WRITTEN INSTRUCTION:
Count the lines in the data below that contain the string "canopy", with case counting, and give only the number.
::::
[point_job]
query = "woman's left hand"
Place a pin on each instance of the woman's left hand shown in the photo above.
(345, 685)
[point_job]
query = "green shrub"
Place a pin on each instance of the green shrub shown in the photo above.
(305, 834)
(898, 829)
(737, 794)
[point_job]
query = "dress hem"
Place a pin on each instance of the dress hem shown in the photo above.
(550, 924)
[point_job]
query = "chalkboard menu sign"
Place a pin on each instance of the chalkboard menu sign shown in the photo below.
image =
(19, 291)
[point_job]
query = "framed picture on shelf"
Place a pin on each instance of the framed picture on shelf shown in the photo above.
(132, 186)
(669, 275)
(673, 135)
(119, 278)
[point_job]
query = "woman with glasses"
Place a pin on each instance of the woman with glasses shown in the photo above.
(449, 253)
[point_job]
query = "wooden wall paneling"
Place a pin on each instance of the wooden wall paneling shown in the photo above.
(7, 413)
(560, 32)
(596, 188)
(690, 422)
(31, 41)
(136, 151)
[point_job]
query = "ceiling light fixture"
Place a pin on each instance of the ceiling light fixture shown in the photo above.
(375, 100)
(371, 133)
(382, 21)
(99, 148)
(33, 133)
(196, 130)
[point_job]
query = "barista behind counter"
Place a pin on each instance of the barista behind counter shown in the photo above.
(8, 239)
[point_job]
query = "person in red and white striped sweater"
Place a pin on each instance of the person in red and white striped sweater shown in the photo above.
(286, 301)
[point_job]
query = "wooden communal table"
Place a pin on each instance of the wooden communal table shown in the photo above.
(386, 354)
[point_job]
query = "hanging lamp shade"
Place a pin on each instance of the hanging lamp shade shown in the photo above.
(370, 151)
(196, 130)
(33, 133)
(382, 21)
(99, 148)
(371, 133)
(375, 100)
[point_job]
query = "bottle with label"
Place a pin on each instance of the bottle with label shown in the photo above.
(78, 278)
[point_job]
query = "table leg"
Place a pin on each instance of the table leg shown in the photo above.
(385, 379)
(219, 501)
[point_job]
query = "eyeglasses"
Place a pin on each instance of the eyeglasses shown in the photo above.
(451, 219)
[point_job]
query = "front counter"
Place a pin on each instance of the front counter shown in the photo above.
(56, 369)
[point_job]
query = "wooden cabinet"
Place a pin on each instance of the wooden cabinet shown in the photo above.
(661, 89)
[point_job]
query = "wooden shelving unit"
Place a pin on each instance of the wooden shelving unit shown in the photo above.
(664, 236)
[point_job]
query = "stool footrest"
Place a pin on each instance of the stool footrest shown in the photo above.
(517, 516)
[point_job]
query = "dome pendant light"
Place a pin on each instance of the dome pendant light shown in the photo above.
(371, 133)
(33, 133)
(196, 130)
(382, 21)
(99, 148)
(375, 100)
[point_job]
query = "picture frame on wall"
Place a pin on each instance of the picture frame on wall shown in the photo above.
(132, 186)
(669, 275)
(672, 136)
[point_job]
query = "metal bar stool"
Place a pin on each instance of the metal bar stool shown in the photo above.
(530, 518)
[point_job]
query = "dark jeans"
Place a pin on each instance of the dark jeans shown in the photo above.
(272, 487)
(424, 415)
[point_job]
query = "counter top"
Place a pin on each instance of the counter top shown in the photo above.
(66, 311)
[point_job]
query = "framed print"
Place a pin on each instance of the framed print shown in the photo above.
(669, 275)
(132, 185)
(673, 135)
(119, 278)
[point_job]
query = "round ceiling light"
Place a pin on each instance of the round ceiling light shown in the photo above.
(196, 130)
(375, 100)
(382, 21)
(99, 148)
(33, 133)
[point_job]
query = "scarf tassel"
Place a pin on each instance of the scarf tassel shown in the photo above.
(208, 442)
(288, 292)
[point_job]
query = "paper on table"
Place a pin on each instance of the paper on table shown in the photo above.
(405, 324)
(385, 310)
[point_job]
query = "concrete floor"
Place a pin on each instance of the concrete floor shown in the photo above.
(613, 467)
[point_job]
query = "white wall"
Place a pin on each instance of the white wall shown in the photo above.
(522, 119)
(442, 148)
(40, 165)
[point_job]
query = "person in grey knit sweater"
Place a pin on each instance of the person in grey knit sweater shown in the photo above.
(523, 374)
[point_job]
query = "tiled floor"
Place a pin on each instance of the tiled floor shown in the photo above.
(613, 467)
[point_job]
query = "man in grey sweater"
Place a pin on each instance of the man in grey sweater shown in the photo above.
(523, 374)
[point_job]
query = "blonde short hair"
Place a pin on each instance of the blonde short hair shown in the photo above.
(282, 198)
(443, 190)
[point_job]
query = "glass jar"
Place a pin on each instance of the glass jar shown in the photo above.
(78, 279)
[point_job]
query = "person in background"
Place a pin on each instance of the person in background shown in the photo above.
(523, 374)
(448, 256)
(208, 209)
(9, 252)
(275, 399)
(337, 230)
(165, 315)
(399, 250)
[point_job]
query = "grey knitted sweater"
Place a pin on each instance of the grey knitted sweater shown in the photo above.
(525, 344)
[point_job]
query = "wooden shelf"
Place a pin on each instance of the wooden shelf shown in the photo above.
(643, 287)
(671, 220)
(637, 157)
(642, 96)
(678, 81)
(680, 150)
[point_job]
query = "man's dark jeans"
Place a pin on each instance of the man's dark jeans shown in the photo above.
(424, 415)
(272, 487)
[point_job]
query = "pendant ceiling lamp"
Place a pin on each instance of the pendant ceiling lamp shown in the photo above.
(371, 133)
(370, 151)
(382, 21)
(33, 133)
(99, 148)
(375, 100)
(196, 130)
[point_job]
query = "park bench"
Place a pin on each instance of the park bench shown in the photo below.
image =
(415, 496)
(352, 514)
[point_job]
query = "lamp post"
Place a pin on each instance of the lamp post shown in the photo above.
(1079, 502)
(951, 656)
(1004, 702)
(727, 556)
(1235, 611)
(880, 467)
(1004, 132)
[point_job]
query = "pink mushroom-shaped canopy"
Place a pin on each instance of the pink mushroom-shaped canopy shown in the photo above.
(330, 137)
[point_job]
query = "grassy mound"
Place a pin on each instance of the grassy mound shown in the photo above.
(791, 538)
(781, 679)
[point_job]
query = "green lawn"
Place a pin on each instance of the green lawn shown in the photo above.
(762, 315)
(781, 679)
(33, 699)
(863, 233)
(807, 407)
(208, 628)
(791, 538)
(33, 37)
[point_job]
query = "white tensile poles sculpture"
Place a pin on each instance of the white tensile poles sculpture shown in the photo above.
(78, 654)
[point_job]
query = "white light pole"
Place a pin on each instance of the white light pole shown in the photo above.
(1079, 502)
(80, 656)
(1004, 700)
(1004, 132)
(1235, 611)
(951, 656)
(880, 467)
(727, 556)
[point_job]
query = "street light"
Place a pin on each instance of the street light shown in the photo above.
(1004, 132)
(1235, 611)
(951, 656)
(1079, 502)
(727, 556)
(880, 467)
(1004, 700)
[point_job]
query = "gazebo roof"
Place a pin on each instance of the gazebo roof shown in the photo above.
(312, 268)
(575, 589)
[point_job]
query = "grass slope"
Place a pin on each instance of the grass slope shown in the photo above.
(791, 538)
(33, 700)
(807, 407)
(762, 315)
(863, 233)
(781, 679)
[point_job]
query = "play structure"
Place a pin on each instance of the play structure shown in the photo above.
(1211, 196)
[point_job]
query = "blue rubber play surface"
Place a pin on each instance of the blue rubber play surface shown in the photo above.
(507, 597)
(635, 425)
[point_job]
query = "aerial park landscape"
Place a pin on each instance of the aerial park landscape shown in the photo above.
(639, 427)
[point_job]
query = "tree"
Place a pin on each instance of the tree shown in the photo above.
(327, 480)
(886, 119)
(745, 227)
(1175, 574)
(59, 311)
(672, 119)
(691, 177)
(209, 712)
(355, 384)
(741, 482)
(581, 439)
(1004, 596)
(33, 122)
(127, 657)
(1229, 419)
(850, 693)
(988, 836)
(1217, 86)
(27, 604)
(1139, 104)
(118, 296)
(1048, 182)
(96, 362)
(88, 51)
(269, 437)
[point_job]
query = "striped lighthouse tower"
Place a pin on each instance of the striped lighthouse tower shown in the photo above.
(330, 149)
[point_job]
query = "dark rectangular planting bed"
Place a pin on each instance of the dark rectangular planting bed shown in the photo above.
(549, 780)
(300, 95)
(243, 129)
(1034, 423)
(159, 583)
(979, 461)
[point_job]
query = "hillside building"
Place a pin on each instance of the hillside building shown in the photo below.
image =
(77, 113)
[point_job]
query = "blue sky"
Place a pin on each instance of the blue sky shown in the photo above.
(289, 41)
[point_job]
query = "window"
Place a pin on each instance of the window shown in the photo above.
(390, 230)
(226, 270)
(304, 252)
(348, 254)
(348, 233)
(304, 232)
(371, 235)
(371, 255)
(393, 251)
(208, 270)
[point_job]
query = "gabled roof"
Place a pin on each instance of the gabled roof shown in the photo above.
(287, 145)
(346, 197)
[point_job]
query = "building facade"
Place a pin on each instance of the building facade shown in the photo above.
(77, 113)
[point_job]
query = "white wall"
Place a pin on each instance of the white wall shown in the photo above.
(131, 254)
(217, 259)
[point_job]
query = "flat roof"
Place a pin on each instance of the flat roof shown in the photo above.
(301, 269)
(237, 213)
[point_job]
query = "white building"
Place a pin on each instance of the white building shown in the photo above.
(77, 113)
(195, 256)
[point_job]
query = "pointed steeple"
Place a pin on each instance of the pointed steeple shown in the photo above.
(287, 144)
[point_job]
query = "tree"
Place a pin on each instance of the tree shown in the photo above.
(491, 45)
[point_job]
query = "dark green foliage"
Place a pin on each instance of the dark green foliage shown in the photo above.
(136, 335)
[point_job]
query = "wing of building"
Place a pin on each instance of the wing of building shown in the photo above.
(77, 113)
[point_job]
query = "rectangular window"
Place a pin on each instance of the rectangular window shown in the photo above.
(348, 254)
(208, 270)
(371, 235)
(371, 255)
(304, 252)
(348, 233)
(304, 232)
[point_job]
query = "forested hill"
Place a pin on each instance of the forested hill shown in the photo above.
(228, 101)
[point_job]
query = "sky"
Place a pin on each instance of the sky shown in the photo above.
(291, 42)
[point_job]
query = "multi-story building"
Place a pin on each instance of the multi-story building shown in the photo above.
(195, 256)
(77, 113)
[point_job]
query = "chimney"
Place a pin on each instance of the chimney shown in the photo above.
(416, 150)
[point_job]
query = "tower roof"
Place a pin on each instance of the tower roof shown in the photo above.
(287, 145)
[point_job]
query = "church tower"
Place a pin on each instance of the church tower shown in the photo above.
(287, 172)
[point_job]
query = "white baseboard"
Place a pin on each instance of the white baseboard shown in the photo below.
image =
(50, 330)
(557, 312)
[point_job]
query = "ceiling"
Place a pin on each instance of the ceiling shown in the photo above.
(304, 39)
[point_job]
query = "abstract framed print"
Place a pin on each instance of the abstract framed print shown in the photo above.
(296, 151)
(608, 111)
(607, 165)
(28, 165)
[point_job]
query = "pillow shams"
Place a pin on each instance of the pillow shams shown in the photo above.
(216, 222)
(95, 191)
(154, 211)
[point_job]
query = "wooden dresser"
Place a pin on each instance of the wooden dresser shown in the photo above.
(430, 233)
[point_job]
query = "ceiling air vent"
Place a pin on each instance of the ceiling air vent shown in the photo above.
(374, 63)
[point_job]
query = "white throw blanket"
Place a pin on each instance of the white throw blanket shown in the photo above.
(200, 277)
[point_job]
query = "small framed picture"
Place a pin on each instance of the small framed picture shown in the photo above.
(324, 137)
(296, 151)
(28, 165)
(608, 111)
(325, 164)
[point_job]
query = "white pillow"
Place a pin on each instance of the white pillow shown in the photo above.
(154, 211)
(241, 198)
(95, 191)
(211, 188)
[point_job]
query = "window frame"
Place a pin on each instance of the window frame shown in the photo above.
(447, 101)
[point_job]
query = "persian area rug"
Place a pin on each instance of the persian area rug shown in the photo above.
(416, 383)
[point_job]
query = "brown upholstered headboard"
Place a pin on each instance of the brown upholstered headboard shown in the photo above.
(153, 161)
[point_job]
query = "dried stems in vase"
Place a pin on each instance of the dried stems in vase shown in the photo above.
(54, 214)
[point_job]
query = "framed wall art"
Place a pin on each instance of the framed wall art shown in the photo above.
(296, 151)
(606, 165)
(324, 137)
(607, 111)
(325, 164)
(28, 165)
::::
TASK RESPONSE:
2